WORK REQUIRED >> Retype each entry. Leave nothing out.

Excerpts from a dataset
☆ ☆ ☆ ☆

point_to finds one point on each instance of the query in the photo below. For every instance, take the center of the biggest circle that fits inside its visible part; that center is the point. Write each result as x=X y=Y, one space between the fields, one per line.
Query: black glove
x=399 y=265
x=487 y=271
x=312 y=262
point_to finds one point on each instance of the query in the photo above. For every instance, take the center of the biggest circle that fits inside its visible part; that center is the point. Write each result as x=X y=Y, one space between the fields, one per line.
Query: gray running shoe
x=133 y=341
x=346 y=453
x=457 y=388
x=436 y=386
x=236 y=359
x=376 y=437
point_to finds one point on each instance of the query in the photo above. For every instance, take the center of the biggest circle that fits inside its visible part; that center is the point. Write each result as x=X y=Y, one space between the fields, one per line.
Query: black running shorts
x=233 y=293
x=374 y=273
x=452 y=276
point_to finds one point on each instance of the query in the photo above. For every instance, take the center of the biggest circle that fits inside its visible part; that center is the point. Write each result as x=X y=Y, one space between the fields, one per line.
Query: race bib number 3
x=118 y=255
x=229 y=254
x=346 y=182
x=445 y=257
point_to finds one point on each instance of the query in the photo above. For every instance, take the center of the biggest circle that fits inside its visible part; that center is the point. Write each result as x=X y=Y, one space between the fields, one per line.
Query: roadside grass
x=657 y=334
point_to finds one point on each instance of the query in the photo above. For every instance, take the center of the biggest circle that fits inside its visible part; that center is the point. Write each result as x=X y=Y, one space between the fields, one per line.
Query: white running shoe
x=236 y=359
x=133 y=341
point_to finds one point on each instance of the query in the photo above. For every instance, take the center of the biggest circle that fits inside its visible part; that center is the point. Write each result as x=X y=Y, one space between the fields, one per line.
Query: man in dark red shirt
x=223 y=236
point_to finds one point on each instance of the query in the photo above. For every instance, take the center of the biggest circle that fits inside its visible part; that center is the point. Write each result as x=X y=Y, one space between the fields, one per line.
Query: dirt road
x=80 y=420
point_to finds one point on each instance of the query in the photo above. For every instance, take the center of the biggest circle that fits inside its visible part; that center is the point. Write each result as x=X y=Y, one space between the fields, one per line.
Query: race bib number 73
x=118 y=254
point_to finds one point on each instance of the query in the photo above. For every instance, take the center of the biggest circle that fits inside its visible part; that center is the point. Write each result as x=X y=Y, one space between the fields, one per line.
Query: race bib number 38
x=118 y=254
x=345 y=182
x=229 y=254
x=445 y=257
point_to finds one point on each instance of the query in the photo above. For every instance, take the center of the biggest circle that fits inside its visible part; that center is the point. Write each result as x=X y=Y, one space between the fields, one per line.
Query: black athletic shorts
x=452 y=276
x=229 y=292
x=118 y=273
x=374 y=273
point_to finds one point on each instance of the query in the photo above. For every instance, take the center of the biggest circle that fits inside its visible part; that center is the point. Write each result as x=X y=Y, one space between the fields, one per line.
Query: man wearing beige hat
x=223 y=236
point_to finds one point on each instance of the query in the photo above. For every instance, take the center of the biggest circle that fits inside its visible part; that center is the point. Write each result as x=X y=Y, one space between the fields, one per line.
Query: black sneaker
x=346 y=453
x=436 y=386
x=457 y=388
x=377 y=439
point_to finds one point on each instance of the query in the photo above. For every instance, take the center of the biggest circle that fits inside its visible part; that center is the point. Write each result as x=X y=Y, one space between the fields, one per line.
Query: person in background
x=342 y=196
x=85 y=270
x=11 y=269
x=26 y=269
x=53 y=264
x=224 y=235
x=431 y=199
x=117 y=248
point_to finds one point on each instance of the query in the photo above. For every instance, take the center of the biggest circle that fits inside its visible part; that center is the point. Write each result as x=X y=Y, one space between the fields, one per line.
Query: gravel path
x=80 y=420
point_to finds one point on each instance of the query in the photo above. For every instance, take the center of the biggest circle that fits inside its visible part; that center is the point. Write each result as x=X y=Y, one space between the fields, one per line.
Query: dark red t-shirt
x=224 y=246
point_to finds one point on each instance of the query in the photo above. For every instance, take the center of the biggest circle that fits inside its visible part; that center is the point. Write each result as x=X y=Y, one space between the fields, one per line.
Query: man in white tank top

☆ ☆ ☆ ☆

EXERCISE RESULT >>
point_to finds one point on each instance of the query in the photo below. For every instance, take the center of the biggest circle that fits inside its visible part; that center is the point. Write each result as x=X y=Y, one space between the fields, one per line.
Query: black glove
x=399 y=265
x=487 y=271
x=312 y=262
point_to finds one point on each instance of the query in the photo above. For every instance, take the center of the biggest circle that fits inside its visible part; that center is the point. Write each result as x=X y=Y, one space between the fields, one per line.
Query: gray running shoe
x=133 y=341
x=346 y=453
x=457 y=388
x=436 y=386
x=236 y=359
x=376 y=437
point_to finds one point on each instance of the query in the photo above. For every instance, take the center of the biggest circle that fits inside its visible part; that center is the point. Write each result as x=X y=Y, one space between the fields, one per line.
Query: black running shorts
x=233 y=293
x=374 y=273
x=452 y=276
point_to finds one point on each instance of the query in the photo above. For every instance, take the center of the biggest circle that fits inside its visible part; that center is the point. Write each result as x=X y=Y, one space between the fields, one per line.
Query: race bib number 3
x=118 y=255
x=229 y=254
x=346 y=182
x=445 y=257
point_to finds one point on each instance of the query in the photo above. For every instance, take the center of the biggest circle that fits inside its visible part; that center is the point. Write each result as x=X y=Y, one space between the fields, one per line.
Query: roadside grass
x=657 y=334
point_to finds one point on each instance of the query in the photo above. For every instance, take the center of the biggest circle that fits inside its visible part; that center is the point. Write each result as x=X y=Y, one space between the fields, one per line.
Query: white running shoe
x=236 y=359
x=133 y=341
point_to finds one point on each instance of the query in the photo above. For every instance, take the center of the biggest circle that fits inside its visible part; that center is the point. Write each result as x=X y=Y, one space between the fields, one per line.
Query: man in dark red shirt
x=223 y=236
point_to finds one point on each instance of the query in the photo above. For every instance, take the center of the biggest circle that fits inside its visible part; that center is the point. Write each result as x=X y=Y, one space between the fields, one per line.
Query: dirt road
x=80 y=420
point_to finds one point on each instance of the query in the photo above. For every instance, take the center of the biggest circle that fits inside its visible part; that center is the point. Write each result as x=X y=Y, one space between the fields, one per line.
Query: race bib number 73
x=118 y=254
point_to finds one point on each instance of the query in the photo above. For every instance, take the center of the biggest circle that fits inside its visible part; that center is the point. Write each result as x=X y=Y, one space between the fields, one per line.
Query: race bib number 38
x=118 y=254
x=345 y=182
x=229 y=254
x=445 y=257
point_to finds one point on each instance of the query in the photo above. For every instance, take the center of the biggest circle that fits inside its visible part; that center is the point. Write each result as x=X y=Y, one space between the fields, one per line.
Query: black athletic shorts
x=452 y=276
x=229 y=292
x=118 y=273
x=374 y=273
point_to finds one point on each instance of the query in the photo above. For every instance, take the center of the biggest circle that fits inside its visible part; that center is the point. Write each result as x=X y=Y, one space between the fields, one per line.
Query: man wearing beige hat
x=223 y=236
point_to finds one point on each instance of the query in the photo above. For every instance, take the center of the biggest circle that fits inside its visible part; that center is the point. Write each result as x=X y=Y, one space between the fields, one per line.
Query: black sneaker
x=346 y=453
x=436 y=386
x=457 y=388
x=377 y=439
point_to finds one point on each instance of the query in the photo above. For every instance, take the center of the biggest circle that fits inside its visible part; that center is the point. Write each result as x=X y=Y, one space between the fields, one per line.
Query: person in background
x=342 y=196
x=85 y=270
x=11 y=269
x=26 y=269
x=53 y=264
x=224 y=235
x=431 y=199
x=117 y=248
point_to finds one point on each instance of the query in the photo above. For every instance, take the center of the biggest circle that fits inside its visible part; that center is the point. Write each result as x=X y=Y, one space between the fields, one per line.
Query: gravel path
x=80 y=420
point_to finds one point on each instance of the query in the photo above. For every instance, take the center of the biggest circle that fits inside its visible part; that center is the point. Write each result as x=X y=Y, one space between the fields, one per line.
Query: dark red t-shirt
x=224 y=246
point_to finds one point on each instance of the query in the photo above. For every instance, take the center of the biggest circle that fits inside its visible part; that center is the point. Write each result as x=X y=Y, one space between the fields, one per line.
Query: man in white tank top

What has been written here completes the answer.